Calling all *NIX geeks – help! – Chat Forum – Singletrack World Magazine Forum

woody2000

Posts: 8177

Free Member

Topic starter

I have 2 directories containing data files that differ in name. I want to copy files that differ from the source directory to the destination directory, but I need them to keep the name that already exists in the destination directory.

For example, in the source directory I have a file called emplo00171.dat and in the destination directory the file is called emplo00106.dat, so I would need to copy the file and keep the "new" name. The filenames are identical in each directory barring the last 3 characters.

I'm sure rsync or similar can do just this, but my brain just isn't working today and I can't figure it out. Any suggestions? SUSE Linux BTW.

Ta 😕

Posted : 04/05/2010 12:20 pm

AdamW

Posts: 8

Free Member

You are a bit confusing...

If the files are the same then I'd be tempted to do a chksum against each file (or md5sum) to make sure that file A == file B then choose the name accordingly.

Posted : 04/05/2010 12:40 pm

woody2000

Posts: 8177

Free Member

Topic starter

Sorry, what do I need to clarify?
+ + +
▸ **What to produce**
Answer these about the forum thread above:
(a) Which Linux distribution does the topic starter say they are using?
(b) How do the filenames in the two directories differ from each other?
(c) Which two tools does AdamW suggest for checking that file A matches file B?

▸ **Provided material**
+ + +
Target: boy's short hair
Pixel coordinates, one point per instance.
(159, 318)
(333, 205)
+ + +
▸ **The solution**
(a) SUSE Linux.
(b) They are identical except for the last 3 characters.
(c) chksum or md5sum.